In [None]:
from pathlib import Path

import numpy as np
import matplotlib.pyplot as plt

# Multi Dimensional Arrays

As mentioned previously, NumPy can be used to represent arrays of any size and dimension. Though all the examples above have used one-dimensional arrays, all of them will work when we have more than one dimension. For example, a list of lists can be used to initialize a two dimensional array just like a list was used to initialize a one dimensional array. All the array attributes also work similarly.

In [None]:
arr_2d_1 = np.array([[1, 2, 3], [4, 5, 6]])

In [None]:
print(arr_2d_1)

In [None]:
arr_2d_1.shape

In [None]:
arr_2d_1.ndim

`arr_2d_1` has a dimension of 2 i.e. it has two axes (`0` and `1`, since everything in Python is counted from 0). The **0th axis has 2** elements while the **1st axis has 3** elements.
------------------------------------------------------------
### Tasks for this exercise
[A] Check each statement against the NumPy notebook and answer yes or no, quoting the words from the notebook that decide it. (i) A list of lists can initialize a two-dimensional array. (ii) The examples that came before in the notebook used two-dimensional arrays. (iii) Array attributes behave differently once there is more than one dimension.
[B] Write the next part of the NumPy notebook, picking up after its last sentence.
The entries come from a different source than the NumPy notebook.
------------------------------------------------------------
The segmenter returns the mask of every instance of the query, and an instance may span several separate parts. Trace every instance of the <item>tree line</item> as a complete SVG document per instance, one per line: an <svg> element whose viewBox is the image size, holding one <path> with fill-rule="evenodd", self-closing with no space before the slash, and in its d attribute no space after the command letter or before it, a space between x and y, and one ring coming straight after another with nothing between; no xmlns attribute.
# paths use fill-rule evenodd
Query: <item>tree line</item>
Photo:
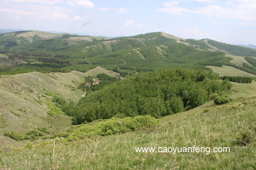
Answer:
<svg viewBox="0 0 256 170"><path fill-rule="evenodd" d="M236 82L239 83L251 83L252 79L248 77L241 76L223 76L221 77L222 80L227 80L230 82Z"/></svg>
<svg viewBox="0 0 256 170"><path fill-rule="evenodd" d="M75 124L97 119L151 115L156 118L204 103L212 93L231 88L207 70L167 69L132 76L82 98L76 108Z"/></svg>

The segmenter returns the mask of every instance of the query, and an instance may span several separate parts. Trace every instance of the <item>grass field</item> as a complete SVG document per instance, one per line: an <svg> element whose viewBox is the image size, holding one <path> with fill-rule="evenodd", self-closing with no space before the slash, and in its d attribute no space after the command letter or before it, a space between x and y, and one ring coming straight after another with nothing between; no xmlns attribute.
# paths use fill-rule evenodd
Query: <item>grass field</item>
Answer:
<svg viewBox="0 0 256 170"><path fill-rule="evenodd" d="M256 77L255 75L241 70L233 67L223 65L222 67L217 67L214 66L207 66L211 68L212 71L219 74L220 76L245 76L245 77Z"/></svg>
<svg viewBox="0 0 256 170"><path fill-rule="evenodd" d="M119 74L118 73L108 70L99 66L97 66L94 69L92 69L89 70L86 72L86 74L87 75L91 76L96 76L99 74L105 74L109 76L115 77L117 78L118 78L119 76Z"/></svg>
<svg viewBox="0 0 256 170"><path fill-rule="evenodd" d="M3 150L0 167L54 169L255 169L256 84L232 84L230 91L234 93L230 94L233 100L228 104L218 106L209 101L194 109L160 118L161 126L155 129L71 141L56 138L40 144L30 143L26 147ZM254 139L246 146L240 145L236 136L244 129L254 135ZM230 152L174 154L135 151L135 147L193 145L211 149L229 147Z"/></svg>
<svg viewBox="0 0 256 170"><path fill-rule="evenodd" d="M230 62L232 63L234 63L240 66L243 66L243 63L245 63L250 65L252 65L251 64L248 63L248 61L246 61L246 60L244 59L244 57L237 56L229 54L226 54L225 56L232 58L233 60L231 60L230 61Z"/></svg>

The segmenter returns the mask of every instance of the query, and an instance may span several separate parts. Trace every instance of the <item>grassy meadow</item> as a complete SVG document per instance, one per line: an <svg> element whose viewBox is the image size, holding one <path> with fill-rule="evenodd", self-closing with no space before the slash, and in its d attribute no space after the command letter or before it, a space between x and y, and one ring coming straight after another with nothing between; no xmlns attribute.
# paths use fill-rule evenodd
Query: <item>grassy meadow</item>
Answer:
<svg viewBox="0 0 256 170"><path fill-rule="evenodd" d="M69 141L56 138L1 150L4 169L164 169L256 168L256 83L232 83L232 101L212 101L159 119L155 129ZM97 122L91 123L96 126ZM236 136L247 131L246 145ZM137 153L135 147L229 147L230 153Z"/></svg>

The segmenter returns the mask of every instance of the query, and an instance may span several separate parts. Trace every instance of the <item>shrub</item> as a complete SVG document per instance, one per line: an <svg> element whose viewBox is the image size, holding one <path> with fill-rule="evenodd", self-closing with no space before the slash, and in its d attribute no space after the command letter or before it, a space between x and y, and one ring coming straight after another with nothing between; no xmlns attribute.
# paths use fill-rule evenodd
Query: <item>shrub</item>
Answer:
<svg viewBox="0 0 256 170"><path fill-rule="evenodd" d="M243 128L236 136L236 142L239 145L245 146L252 140L253 137L253 134L250 131Z"/></svg>
<svg viewBox="0 0 256 170"><path fill-rule="evenodd" d="M55 137L63 137L66 138L69 136L69 133L66 132L61 132L59 133L55 133L51 136L51 138L54 138Z"/></svg>
<svg viewBox="0 0 256 170"><path fill-rule="evenodd" d="M19 132L5 132L4 135L9 136L9 137L18 141L29 138L29 137L28 135L25 135Z"/></svg>
<svg viewBox="0 0 256 170"><path fill-rule="evenodd" d="M96 126L86 125L80 127L75 130L69 138L82 139L91 135L103 136L115 135L155 128L159 125L159 120L150 115L139 116L134 118L113 118L101 122Z"/></svg>
<svg viewBox="0 0 256 170"><path fill-rule="evenodd" d="M31 130L31 131L27 132L26 134L28 136L31 136L31 137L33 137L33 136L37 137L44 136L45 133L38 130Z"/></svg>
<svg viewBox="0 0 256 170"><path fill-rule="evenodd" d="M214 100L217 97L218 97L219 95L217 93L212 93L209 95L209 100Z"/></svg>
<svg viewBox="0 0 256 170"><path fill-rule="evenodd" d="M27 144L25 146L25 148L29 149L29 150L32 149L33 148L33 144L30 142L28 142L28 143L27 143Z"/></svg>
<svg viewBox="0 0 256 170"><path fill-rule="evenodd" d="M47 133L47 134L49 133L49 131L47 130L47 129L46 129L46 128L38 128L38 130L41 131L41 132L42 132L45 133Z"/></svg>
<svg viewBox="0 0 256 170"><path fill-rule="evenodd" d="M231 101L231 99L224 95L220 95L216 97L214 100L216 105L222 105L227 103Z"/></svg>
------------------------------------------------------------
### Answers per task
[A]
(i) Yes: "a list of lists can be used to initialize a two dimensional array"
(ii) No: "all the examples above have used one-dimensional arrays"
(iii) No: "All the array attributes also work similarly."

[B]
Most of the functions to generate arrays listed above can be used with more than one dimension, for example

In [None]:
np.zeros((2,3))

In [None]:
np.random.randn(2,3)

Similarly all element wise operations happen similarly on multi-dimensional arrays including binary operations between two arrays.

In [None]:
2*arr_2d_1

In [None]:
arr_2d_2 = np.array([[7, 8, 9], [10, 11, 12]])

In [None]:
arr_2d_1 + arr_2d_2

### Indexing and slicing in multi-dimensional arrays

Indexing and slicing for multidimensional arrays work in exactly the same way as in 1D arrays except the indices/slices for each axes are separeted by a `,`. So, if I want to select the element with index 1 along axis 0 and index 2 along axis 1 of the array `arr_2d_1`

In [None]:
arr_2d_1[1,2]

We can select all the elements along axis 0 and for the index 2 along axis 1 by

In [None]:
arr_2d_1[:,2].shape

Similarly all other slicing operations can be performed on multi-dimensional arrays. We can select all the elements along the 0th axis corresponding to the first index by

In [None]:
arr_2d_1[1]

**NOTE:** The above is equivalent to `arr_2d_1[1,:]`. Python reads script from left to right, if we stop putting indices to the right, it is assumed that all elements are selected.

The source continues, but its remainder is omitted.